━━ 文档正文 ━━

在谈到人的存在处境时,庄子曾分析了人“在”世过程的种种负面现象,诸如“终身役役而不见其成功,苶然疲役而不知其所归” 等等。从存在的过程看,“在”世的以上形态,无疑带有某种惘而不明的性质,针对此种存在处境,庄子提出了如下问题:
人之生也,固若是芒乎?其我独芒,而人亦有不芒者乎?
“芒”即暗昧 ,人生之“芒”,意味着对人的存在意义的茫然,与之相应,在以上的发问中,内在地蕴含着对“在”世意义的沉思。“人之生也,固若是芒乎?”此处所追问的对象首先是“人”,在发问者看来,“终身役役”,“疲役而不知其所归”并不是一种合乎人性的存在形态;发问者所企望解决的问题,则是如何超越这种“终身役役”“不知所归”的暗昧形态,使人的存在获得自身的内在意义。这里既可以看到存在意义的某种自觉,也不难注意到对真正人性化生活的关切与呼唤。
正是以人的处境或存在形态为关注之点,庄子反对将人等同于物或“丧己于物”:“丧己于物、失性于俗者,谓之倒置之民。” “己”即以自我的形式表现出来的“人”,“性”则是人的内在规定或本质,在庄子看来,作为人的个体形态,自我具有对于物的优先性;同样,作为人的内在规定,人之性也高于名利等世俗的价值,一旦将自我消解在物之中或使人的内在规定失落于对名利的追求,便意味着颠倒人与物、性与俗的关系。基于同样的前提,庄子一再强调“不以物害己” ,“不以物易己” 。
对于人、物的以上辨析,在庄子那里更具体地展开于“物物者”与“物”的关系:
夫有土者,有大物也,有大物者,不可以物。物而不物,故能物物,明乎物物者之非物也,岂独治天下百姓而已哉?

━━━
━━ 记录条目 ━━

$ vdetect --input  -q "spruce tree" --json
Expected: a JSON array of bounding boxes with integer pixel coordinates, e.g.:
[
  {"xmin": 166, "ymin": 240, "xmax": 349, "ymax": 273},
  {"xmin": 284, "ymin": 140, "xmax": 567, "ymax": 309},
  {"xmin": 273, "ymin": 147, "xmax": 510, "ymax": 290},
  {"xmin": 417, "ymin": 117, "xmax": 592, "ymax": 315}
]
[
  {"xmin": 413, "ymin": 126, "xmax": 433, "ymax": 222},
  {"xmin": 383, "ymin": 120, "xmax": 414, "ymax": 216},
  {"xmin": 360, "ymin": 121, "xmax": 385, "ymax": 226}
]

━━━
━━ 记录条目 ━━

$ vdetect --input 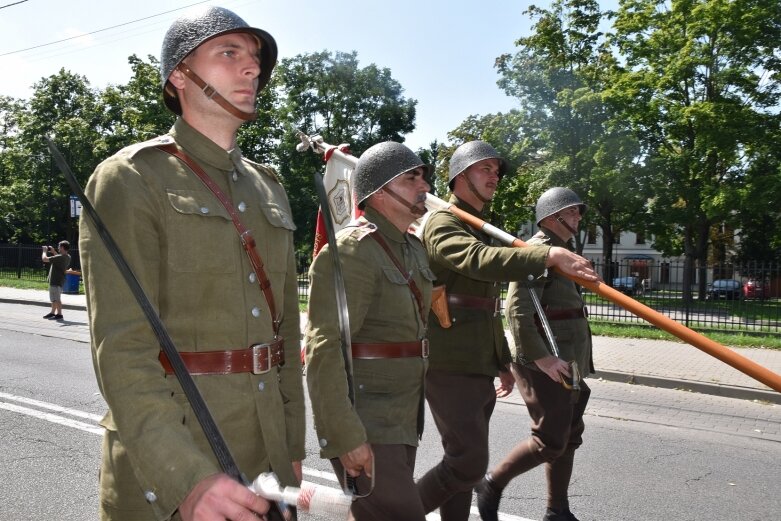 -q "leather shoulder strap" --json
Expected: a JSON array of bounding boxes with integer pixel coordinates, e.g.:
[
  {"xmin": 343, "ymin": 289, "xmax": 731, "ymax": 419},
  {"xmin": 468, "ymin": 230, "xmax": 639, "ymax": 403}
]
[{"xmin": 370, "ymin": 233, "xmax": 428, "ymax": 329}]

━━━
━━ 记录条目 ━━

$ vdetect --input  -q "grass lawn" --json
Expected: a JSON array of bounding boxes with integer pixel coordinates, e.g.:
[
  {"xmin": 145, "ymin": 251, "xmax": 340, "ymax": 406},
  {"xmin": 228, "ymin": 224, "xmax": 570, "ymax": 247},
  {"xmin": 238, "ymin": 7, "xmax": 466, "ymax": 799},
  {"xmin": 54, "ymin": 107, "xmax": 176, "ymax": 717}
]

━━━

**你的任务**
[a] 请根据关于庄子的文章回答下面三个问题。
(i) 文章把“芒”解释为什么意思?
(ii) 庄子把“丧己于物、失性于俗者”称作什么?
(iii) 文章说“性”指的是什么?
[b] 请把关于庄子的文章中的一段原样抄写下来:从含有“在谈到人的存在处境时,庄子曾”的地方开始,到“物也,岂独治天下百姓而已哉?”结束。
[c] 请判断下面三种说法是否与关于庄子的文章相符,每项回答“是”或“否”,并准确引用文章中起决定作用的原话。
(i) 庄子认为自我相对于物具有优先性。
(ii) 在发问者看来,“终身役役”是一种合乎人性的存在形态。
(iii) 文章认为人之性低于名利等世俗的价值。

**各题答案**
[a]
(i) 暗昧。
(ii) 倒置之民。
(iii) 人的内在规定或本质。

[b]
在谈到人的存在处境时,庄子曾分析了人“在”世过程的种种负面现象,诸如“终身役役而不见其成功,苶然疲役而不知其所归” 等等。从存在的过程看,“在”世的以上形态,无疑带有某种惘而不明的性质,针对此种存在处境,庄子提出了如下问题:
人之生也,固若是芒乎?其我独芒,而人亦有不芒者乎?
“芒”即暗昧 ,人生之“芒”,意味着对人的存在意义的茫然,与之相应,在以上的发问中,内在地蕴含着对“在”世意义的沉思。“人之生也,固若是芒乎?”此处所追问的对象首先是“人”,在发问者看来,“终身役役”,“疲役而不知其所归”并不是一种合乎人性的存在形态;发问者所企望解决的问题,则是如何超越这种“终身役役”“不知所归”的暗昧形态,使人的存在获得自身的内在意义。这里既可以看到存在意义的某种自觉,也不难注意到对真正人性化生活的关切与呼唤。
正是以人的处境或存在形态为关注之点,庄子反对将人等同于物或“丧己于物”:“丧己于物、失性于俗者,谓之倒置之民。” “己”即以自我的形式表现出来的“人”,“性”则是人的内在规定或本质,在庄子看来,作为人的个体形态,自我具有对于物的优先性;同样,作为人的内在规定,人之性也高于名利等世俗的价值,一旦将自我消解在物之中或使人的内在规定失落于对名利的追求,便意味着颠倒人与物、性与俗的关系。基于同样的前提,庄子一再强调“不以物害己” ,“不以物易己” 。
对于人、物的以上辨析,在庄子那里更具体地展开于“物物者”与“物”的关系:
夫有土者,有大物也,有大物者,不可以物。物而不物,故能物物,明乎物物者之非物也,岂独治天下百姓而已哉?

[c]
(i) 是。“作为人的个体形态,自我具有对于物的优先性”
(ii) 否。“并不是一种合乎人性的存在形态”
(iii) 否。“人之性也高于名利等世俗的价值”